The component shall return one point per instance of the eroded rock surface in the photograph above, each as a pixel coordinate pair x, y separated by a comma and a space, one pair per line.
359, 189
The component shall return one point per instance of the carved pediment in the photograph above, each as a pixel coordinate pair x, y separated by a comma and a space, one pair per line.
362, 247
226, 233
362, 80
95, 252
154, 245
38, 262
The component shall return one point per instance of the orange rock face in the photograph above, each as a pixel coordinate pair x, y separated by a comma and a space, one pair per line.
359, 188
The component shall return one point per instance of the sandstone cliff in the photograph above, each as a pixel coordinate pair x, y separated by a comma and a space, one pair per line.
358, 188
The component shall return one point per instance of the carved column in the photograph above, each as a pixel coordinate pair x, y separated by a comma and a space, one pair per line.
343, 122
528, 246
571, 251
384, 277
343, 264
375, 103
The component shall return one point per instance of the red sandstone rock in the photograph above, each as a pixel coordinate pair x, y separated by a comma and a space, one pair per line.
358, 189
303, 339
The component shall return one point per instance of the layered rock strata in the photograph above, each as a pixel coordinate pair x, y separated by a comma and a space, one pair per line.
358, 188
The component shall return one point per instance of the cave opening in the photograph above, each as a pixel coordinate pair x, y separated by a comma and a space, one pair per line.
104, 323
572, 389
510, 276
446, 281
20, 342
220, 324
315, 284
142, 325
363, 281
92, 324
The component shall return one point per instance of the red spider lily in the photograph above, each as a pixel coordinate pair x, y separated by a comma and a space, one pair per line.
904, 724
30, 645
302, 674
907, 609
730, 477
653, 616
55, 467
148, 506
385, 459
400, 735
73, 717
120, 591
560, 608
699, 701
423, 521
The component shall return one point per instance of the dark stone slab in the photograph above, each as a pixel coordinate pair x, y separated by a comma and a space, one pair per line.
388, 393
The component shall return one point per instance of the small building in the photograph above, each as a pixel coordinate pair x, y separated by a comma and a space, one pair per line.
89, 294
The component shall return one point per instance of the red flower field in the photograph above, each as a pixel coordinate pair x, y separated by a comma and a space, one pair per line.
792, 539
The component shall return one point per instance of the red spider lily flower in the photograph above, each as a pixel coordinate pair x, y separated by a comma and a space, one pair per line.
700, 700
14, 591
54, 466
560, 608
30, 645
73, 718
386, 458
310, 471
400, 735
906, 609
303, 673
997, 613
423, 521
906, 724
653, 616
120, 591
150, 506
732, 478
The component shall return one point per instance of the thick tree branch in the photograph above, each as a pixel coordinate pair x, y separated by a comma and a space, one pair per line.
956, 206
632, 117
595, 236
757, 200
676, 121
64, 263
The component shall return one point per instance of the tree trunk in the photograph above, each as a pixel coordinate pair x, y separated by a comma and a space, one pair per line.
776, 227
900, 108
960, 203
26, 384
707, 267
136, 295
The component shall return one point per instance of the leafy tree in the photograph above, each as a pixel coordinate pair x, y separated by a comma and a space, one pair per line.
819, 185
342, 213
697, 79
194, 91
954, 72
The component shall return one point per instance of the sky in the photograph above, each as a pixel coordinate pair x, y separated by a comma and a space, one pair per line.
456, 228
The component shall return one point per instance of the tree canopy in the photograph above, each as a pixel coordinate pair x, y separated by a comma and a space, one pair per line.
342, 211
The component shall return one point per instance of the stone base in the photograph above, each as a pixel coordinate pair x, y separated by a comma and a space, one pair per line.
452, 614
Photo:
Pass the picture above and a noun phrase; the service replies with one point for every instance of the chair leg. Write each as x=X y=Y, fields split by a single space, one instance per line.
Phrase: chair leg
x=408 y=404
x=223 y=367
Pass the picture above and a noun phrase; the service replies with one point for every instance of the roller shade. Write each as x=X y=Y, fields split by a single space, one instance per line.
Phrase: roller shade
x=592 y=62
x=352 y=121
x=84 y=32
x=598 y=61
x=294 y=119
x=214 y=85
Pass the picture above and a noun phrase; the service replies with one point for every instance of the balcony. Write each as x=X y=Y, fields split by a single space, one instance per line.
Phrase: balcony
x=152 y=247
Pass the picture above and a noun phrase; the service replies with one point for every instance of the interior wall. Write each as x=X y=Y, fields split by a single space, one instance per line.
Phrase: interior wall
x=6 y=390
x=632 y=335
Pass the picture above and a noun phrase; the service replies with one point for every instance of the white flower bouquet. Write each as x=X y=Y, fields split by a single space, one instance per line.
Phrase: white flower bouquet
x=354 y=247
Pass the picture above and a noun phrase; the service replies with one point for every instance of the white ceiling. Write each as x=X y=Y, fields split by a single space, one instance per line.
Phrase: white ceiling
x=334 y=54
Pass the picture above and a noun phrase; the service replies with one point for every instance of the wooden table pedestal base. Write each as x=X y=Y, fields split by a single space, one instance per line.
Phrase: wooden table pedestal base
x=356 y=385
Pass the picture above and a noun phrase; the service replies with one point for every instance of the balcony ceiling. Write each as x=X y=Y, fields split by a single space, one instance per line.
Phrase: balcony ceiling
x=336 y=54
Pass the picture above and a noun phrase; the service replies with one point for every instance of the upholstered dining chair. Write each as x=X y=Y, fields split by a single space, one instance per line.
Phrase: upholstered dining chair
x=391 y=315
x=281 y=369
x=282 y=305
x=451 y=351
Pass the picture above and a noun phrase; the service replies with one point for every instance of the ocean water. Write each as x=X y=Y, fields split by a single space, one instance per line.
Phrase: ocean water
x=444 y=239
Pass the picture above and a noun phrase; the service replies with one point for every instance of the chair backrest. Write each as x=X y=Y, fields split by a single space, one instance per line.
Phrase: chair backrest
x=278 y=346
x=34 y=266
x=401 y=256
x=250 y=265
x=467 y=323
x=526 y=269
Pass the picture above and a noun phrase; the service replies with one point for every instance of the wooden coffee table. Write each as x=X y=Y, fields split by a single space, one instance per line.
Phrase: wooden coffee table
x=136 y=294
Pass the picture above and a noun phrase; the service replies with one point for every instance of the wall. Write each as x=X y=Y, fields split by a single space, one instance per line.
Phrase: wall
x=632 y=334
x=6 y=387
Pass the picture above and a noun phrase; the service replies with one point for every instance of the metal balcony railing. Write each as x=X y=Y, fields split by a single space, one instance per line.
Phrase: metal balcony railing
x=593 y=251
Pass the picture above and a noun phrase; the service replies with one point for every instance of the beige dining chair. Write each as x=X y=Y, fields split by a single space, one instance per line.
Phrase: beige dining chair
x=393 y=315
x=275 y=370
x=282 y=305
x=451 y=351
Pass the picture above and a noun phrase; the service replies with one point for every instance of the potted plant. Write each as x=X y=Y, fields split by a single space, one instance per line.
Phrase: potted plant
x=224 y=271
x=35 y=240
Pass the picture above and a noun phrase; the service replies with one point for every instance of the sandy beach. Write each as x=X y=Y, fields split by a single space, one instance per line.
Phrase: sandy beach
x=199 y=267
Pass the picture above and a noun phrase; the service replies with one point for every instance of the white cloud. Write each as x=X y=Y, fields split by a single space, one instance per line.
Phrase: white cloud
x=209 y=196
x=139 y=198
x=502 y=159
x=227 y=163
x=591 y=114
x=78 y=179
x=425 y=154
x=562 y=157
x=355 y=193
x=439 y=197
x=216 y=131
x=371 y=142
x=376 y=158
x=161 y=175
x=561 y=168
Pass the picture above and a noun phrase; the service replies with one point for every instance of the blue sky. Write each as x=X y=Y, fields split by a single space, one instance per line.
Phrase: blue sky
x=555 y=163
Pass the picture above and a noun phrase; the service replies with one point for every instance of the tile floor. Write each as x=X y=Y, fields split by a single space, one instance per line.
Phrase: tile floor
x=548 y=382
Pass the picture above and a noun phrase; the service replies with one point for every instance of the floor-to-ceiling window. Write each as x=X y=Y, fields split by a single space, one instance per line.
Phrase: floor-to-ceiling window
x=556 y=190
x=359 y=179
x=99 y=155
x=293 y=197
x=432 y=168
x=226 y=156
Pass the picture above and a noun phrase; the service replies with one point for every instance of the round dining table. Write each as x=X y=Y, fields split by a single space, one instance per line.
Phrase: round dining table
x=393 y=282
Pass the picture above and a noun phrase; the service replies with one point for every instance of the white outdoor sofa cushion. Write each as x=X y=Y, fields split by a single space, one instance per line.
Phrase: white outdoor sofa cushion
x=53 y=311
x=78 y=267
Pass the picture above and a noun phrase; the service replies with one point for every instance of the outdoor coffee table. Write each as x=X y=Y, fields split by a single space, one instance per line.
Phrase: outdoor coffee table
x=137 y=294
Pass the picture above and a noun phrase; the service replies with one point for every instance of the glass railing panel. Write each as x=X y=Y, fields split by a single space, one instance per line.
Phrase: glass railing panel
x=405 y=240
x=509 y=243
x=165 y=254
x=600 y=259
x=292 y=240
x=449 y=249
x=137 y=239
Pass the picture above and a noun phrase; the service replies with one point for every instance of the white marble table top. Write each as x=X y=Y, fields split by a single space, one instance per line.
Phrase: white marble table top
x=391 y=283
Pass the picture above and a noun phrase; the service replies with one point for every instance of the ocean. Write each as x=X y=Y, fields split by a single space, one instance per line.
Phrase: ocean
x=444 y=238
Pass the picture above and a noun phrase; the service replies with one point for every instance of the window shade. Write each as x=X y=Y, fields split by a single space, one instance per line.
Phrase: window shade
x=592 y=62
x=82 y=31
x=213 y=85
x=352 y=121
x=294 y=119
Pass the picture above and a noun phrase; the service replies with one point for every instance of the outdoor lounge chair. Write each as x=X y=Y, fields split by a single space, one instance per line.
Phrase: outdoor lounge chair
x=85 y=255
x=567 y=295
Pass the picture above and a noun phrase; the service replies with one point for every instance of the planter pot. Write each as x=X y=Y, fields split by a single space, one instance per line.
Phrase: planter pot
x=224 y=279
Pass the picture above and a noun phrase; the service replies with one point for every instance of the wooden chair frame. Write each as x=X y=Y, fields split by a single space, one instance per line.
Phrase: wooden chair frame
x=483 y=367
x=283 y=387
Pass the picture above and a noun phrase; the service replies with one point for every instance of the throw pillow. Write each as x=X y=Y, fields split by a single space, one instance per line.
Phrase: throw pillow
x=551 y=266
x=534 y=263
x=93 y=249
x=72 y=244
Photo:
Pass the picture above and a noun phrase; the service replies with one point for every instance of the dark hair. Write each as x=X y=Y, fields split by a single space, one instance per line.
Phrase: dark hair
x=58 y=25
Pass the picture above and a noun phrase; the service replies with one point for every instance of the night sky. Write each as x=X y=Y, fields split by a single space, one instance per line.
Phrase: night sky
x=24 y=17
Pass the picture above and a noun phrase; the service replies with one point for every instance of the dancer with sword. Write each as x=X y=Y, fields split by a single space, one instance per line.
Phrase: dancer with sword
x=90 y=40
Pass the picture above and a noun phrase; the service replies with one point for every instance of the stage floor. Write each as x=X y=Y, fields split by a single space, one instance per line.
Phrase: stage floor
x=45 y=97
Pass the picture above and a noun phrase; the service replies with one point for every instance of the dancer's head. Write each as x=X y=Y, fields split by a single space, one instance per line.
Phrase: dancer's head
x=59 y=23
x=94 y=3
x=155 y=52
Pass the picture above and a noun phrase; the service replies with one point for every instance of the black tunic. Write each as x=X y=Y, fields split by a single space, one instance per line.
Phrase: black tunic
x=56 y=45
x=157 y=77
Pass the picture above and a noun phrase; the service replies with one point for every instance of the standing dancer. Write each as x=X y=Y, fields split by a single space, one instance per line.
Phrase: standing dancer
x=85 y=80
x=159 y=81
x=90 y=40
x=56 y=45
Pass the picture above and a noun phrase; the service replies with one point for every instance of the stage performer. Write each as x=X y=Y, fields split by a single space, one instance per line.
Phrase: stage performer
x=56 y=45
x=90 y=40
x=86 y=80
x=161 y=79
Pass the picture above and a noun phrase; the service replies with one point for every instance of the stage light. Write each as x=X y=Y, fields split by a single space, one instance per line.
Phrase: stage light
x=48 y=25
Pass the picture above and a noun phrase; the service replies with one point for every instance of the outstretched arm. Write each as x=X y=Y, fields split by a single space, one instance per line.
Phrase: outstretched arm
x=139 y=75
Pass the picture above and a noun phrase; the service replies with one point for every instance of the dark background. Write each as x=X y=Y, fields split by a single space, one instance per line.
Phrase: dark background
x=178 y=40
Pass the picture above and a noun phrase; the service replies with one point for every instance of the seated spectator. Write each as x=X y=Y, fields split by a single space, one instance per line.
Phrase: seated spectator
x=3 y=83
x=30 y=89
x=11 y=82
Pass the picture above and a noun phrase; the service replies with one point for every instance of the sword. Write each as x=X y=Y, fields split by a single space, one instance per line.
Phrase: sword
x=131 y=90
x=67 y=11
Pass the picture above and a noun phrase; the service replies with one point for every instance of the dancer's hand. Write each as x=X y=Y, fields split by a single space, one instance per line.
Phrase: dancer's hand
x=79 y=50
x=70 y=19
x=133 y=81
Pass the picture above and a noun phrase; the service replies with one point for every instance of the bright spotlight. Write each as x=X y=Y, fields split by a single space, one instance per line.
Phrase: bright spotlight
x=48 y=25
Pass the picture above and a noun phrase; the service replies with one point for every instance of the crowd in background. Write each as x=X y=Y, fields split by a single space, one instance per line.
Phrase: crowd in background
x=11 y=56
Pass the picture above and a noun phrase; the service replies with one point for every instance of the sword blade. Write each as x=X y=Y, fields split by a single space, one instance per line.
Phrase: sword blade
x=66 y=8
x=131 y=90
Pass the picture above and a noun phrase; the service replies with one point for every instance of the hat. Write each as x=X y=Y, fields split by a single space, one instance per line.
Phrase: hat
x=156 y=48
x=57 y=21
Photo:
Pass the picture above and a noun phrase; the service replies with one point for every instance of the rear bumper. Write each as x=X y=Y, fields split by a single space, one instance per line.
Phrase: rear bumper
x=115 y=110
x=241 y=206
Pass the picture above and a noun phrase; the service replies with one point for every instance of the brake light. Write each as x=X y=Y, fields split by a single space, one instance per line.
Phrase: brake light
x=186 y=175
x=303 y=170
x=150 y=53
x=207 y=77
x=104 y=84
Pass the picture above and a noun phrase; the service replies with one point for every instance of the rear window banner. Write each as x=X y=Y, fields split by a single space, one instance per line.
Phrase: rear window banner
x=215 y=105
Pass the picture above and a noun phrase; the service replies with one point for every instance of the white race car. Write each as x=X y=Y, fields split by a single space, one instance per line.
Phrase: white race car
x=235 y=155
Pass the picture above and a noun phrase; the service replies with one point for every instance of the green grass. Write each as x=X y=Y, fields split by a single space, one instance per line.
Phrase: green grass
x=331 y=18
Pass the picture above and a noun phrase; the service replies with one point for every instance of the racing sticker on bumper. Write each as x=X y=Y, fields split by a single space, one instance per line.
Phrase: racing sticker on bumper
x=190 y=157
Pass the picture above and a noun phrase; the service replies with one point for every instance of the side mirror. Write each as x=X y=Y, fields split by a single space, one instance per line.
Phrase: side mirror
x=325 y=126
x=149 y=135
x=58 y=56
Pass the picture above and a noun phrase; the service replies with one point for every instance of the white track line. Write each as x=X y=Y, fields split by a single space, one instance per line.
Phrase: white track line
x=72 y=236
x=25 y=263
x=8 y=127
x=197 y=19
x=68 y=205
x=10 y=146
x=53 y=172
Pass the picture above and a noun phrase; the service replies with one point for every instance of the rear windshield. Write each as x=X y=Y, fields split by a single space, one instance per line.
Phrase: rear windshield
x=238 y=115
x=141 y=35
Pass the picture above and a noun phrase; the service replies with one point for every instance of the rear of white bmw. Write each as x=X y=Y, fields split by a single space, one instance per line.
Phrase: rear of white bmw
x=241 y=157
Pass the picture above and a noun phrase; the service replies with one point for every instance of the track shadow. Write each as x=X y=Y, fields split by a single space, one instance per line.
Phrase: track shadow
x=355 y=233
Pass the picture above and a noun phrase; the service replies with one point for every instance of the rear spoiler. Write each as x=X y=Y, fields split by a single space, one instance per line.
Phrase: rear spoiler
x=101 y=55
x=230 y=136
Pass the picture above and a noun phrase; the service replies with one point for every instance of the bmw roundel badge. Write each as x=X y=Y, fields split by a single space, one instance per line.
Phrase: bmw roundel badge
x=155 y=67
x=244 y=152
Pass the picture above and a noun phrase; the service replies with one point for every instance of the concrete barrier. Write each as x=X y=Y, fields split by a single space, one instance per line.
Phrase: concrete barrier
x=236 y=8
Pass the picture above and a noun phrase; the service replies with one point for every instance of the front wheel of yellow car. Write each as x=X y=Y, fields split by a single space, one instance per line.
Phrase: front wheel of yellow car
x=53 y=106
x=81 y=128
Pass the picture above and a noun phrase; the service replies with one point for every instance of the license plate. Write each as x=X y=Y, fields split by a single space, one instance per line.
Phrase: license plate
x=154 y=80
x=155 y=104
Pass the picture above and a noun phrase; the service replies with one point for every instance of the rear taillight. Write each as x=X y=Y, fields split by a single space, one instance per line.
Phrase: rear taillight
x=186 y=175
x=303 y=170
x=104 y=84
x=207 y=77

────────────────────────────────────────

TASK TO CARRY OUT:
Look above for the line holding "Phrase: rear spoiler". Print it and every line after it, exactly, through the line holding "of the license".

RESPONSE AREA:
Phrase: rear spoiler
x=101 y=55
x=230 y=136
Pass the picture above and a noun phrase; the service replies with one point for every instance of the bmw roundel badge. Write each as x=X y=Y, fields split by a single space, one instance per line.
Phrase: bmw roundel badge
x=155 y=67
x=244 y=152
Pass the picture above and a noun phrase; the service replies with one point for every instance of the concrete barrier. Write each as x=X y=Y, fields split by a single space, one instance per line.
Phrase: concrete barrier
x=236 y=8
Pass the picture above and a noun phrase; the service replies with one point for every instance of the front wheel of yellow car. Write each as x=X y=Y, fields split by a single space, one instance per line.
Phrase: front wheel of yellow car
x=53 y=106
x=81 y=128
Pass the picture above and a noun phrase; the service replies with one point for every instance of the license plate. Write each as x=X y=Y, fields split by a single space, one instance per line.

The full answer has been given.